- **Do this**
Restate the listing below word for word, omitting any images.

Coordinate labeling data
■ ■ ■ ■ ■ ■ ■
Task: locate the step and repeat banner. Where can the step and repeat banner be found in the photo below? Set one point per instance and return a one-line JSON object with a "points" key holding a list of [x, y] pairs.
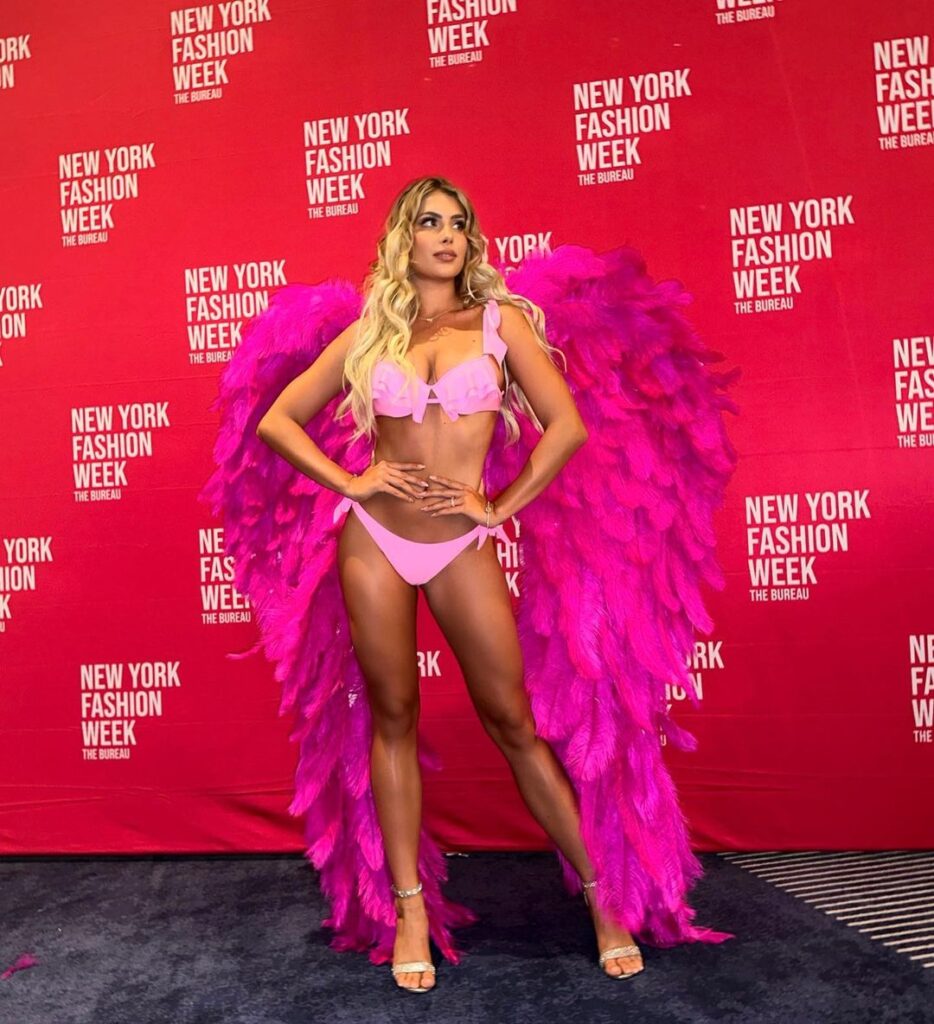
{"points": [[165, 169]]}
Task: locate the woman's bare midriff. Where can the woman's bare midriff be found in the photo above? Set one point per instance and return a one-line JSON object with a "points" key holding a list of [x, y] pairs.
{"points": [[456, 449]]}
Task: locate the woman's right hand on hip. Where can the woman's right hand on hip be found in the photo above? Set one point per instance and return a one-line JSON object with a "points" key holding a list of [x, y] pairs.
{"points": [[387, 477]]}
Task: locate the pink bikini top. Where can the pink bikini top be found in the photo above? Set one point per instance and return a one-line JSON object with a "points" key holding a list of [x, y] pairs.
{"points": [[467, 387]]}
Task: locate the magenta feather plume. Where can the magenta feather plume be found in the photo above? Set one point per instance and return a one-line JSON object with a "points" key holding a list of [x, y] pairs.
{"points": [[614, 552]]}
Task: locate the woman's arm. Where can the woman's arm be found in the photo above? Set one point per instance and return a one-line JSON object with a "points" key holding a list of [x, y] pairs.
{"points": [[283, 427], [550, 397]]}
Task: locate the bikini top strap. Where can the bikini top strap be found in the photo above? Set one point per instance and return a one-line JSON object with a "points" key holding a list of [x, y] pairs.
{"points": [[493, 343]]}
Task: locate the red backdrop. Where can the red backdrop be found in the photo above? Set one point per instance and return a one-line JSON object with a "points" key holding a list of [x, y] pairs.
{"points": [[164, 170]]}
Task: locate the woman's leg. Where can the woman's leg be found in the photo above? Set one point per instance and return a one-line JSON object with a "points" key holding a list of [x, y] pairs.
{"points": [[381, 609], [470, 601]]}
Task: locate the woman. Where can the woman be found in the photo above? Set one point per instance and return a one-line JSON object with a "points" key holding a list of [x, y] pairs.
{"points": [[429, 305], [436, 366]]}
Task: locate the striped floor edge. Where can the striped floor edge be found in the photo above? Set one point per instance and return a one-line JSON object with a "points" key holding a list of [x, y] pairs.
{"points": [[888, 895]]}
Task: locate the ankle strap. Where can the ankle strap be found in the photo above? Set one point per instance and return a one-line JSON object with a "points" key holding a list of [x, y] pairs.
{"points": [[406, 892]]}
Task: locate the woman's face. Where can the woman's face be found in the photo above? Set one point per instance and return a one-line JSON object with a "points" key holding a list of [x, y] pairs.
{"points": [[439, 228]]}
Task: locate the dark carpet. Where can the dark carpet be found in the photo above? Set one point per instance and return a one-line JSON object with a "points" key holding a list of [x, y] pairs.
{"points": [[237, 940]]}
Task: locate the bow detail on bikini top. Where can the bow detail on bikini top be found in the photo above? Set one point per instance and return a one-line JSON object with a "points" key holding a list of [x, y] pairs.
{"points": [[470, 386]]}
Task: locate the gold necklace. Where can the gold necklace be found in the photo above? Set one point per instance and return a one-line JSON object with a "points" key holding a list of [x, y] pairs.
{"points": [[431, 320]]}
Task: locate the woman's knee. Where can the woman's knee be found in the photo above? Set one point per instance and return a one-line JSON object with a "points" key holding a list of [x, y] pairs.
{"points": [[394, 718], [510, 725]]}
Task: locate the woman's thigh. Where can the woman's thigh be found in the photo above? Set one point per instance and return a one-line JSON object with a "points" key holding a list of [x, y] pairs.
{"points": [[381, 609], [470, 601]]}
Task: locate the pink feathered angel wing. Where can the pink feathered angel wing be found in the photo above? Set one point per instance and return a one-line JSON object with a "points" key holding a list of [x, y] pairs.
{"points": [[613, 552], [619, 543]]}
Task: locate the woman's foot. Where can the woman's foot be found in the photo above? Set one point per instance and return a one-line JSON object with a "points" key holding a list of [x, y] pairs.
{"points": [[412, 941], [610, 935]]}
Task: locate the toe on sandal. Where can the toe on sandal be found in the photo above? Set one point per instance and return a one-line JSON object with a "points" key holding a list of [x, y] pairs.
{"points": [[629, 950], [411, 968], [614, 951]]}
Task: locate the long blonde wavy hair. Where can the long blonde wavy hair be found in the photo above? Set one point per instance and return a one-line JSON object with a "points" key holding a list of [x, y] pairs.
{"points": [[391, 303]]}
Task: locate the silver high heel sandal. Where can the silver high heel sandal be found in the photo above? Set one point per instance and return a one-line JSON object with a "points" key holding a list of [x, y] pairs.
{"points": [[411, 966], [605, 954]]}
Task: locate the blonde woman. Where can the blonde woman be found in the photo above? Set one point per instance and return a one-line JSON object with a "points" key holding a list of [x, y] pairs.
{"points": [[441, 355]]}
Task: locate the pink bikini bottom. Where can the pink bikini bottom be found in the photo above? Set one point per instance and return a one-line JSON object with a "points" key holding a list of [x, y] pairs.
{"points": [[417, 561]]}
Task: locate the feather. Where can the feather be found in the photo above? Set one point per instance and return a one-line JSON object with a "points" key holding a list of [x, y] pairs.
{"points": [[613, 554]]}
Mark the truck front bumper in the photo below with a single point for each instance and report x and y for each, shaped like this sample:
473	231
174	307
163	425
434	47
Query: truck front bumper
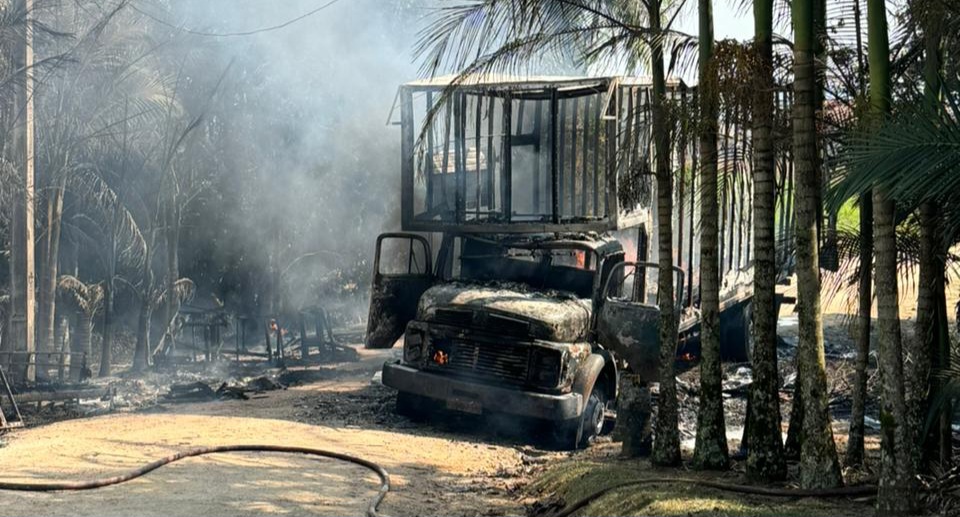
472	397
■ ■ ■ ■ ■ ■ ■
- **Problem solution**
Task: locate the step and repeat banner. Where can the step and repeat banner be found in the photo below? Set one point per instance and return a one-line JSON object with a "points" key holding a list of [x, y] pairs.
{"points": [[165, 169]]}
Task: locate the woman's bare midriff. Where can the woman's bare midriff be found in the photo above? Set one point per instance and return a one-line JSON object with a "points" key holding a list of [x, y] pairs.
{"points": [[456, 449]]}
Task: locate the woman's right hand on hip. Where can the woman's right hand on hip be found in the photo above? Set one point per instance and return a one-line JSON object with a "points" key holding a list of [x, y] pairs.
{"points": [[387, 477]]}
Task: locate the pink bikini top. Where can the pink bikini top be found in the photo above? Set one point per instance and return a one-line JSON object with a "points" key holding a list of [x, y] pairs.
{"points": [[467, 387]]}
Task: locate the magenta feather plume. Where can the magenta feather plume be found in the photo above? Set one point per instance and return a one-line JSON object with a "points" key holding a list of [x, y] pairs.
{"points": [[614, 552]]}
Task: locate the woman's arm. Where can the woman's arm be found in the photo above? Set one point per instance and return a one-line JSON object with a "points" key holding a list of [x, y] pairs.
{"points": [[283, 427], [550, 397]]}
Task: locate the bikini top strap. Where can the bikini top strap be found in the photo above? Set one point per instance and return a one-line JSON object with a "points" key holding a list of [x, y] pairs.
{"points": [[493, 343]]}
Task: locate the red backdrop. Where can the red backdrop be found in the photo above? Set one point per instance and return a one-line JSON object with a "points" key holding a list of [x, y] pairs.
{"points": [[164, 170]]}
Task: locate the woman's leg. Where can the woman's leg be found in the photo above? Set one point per instance and return a one-line JSON object with a "points" key holding a list of [x, y] pairs.
{"points": [[381, 609], [470, 601]]}
Task: locate the woman. Where can the woman be found in the photo above? Set one point per instance and return a one-line JSON object with a "points" key holding a list of [x, y] pairs.
{"points": [[429, 305], [436, 366]]}
Task: locate the striped floor edge. Where can the striped floor edge be found in the photo above? Set one point per instance and return a one-line JSON object with a "points" key holding a list of [x, y] pairs.
{"points": [[888, 895]]}
Task: locate the ankle strap. Where can the ankle strap be found in the photo above? Set one point per instance and return a one-line JSON object with a "points" key holding a list of [x, y] pairs.
{"points": [[406, 892]]}
Task: locate the woman's face. Where can the woman's face be found in the photo above? Set one point per instance and return a one-line JSON object with a "points" key holding a list of [x, y] pairs.
{"points": [[439, 228]]}
Task: locate the dark carpet. Where can the dark carpet be found in the photo above? Set one point per instance and return a one-line JSON object with a "points" key holding a list of [x, y] pairs.
{"points": [[237, 940]]}
Task: locate the bow detail on bikini top. Where can the bow detail on bikini top be found in the photo above? Set one point per instance and return a one-line JSON object with a "points" key holding a list of [x, y] pairs.
{"points": [[470, 386]]}
Task: locate the gold necklace. Where can the gold necklace be found in the photo above? Set one point per instance and return a one-line JSON object with a "points" key holding a list of [x, y] pairs.
{"points": [[431, 320]]}
Task: locate the woman's knee. Where can the woman's knee be found in the photo above? Set one point per instance and return a one-line JSON object with a "points" key holding a list of [x, y] pairs.
{"points": [[394, 718], [510, 725]]}
Task: locate the woman's thigh. Where can the woman's thigh be found in the photo above? Set one point per instance and return a one-line JSON object with a "points" key holding a list of [x, y] pairs.
{"points": [[381, 609], [470, 601]]}
Task: locate the pink feathered angel wing. Where can the pink feathered angel wing be found in the photo above? Set one point per instance and return a one-line JSON object with a "points" key holding a list of [x, y] pairs.
{"points": [[613, 552], [619, 543]]}
Task: locate the woman's foot. Where can the woman's foot be found in the photo above? Set one point per instance and return a one-line JSON object with a "points" key holding a list of [x, y] pairs.
{"points": [[412, 941], [610, 935]]}
Task: locate the toe on sandal. Where can the toe on sandal be found in the photo above? Set one point per instance and return a one-line JSON object with a "points" key holding a list of [x, y] pairs.
{"points": [[629, 950], [411, 968], [614, 951]]}
Task: locate the long blonde wavy hair. Where can the long blonde wavy hair be found in the photo above? Set one point per instance and return a one-line JSON object with a "points" key holding a list of [x, y] pairs.
{"points": [[391, 303]]}
Task: locate the silver high heel sandal. Where can the silver high heel sandal be found in the photo above? Set one point per instance and return a one-line JSON object with a "points" key holding a list of [x, y] pairs.
{"points": [[411, 966], [605, 954]]}
Task: locate the blonde woman. Where can the blonde woman be found in the photo above? Set one point per instance and return a one-line JSON object with a "points" key holding a list of [x, y] pairs.
{"points": [[441, 355]]}
Task: locate the pink bikini bottom. Where can the pink bikini bottom be found in the photo above? Set one point per instance and return a one-line JSON object with a "points" key holding a list of [x, y] pairs.
{"points": [[417, 561]]}
Task: locate the feather. Where can the feather be found in the photo above? Set one point per instance and return a one-line JSON object with a "points" key holding a list of [x, y] pairs.
{"points": [[613, 554]]}
Mark the truck front bumper in the photo below with a single point for each instance and report x and y for each, shaped like this sample:
473	231
174	307
163	425
434	47
Query: truck front bumper
472	397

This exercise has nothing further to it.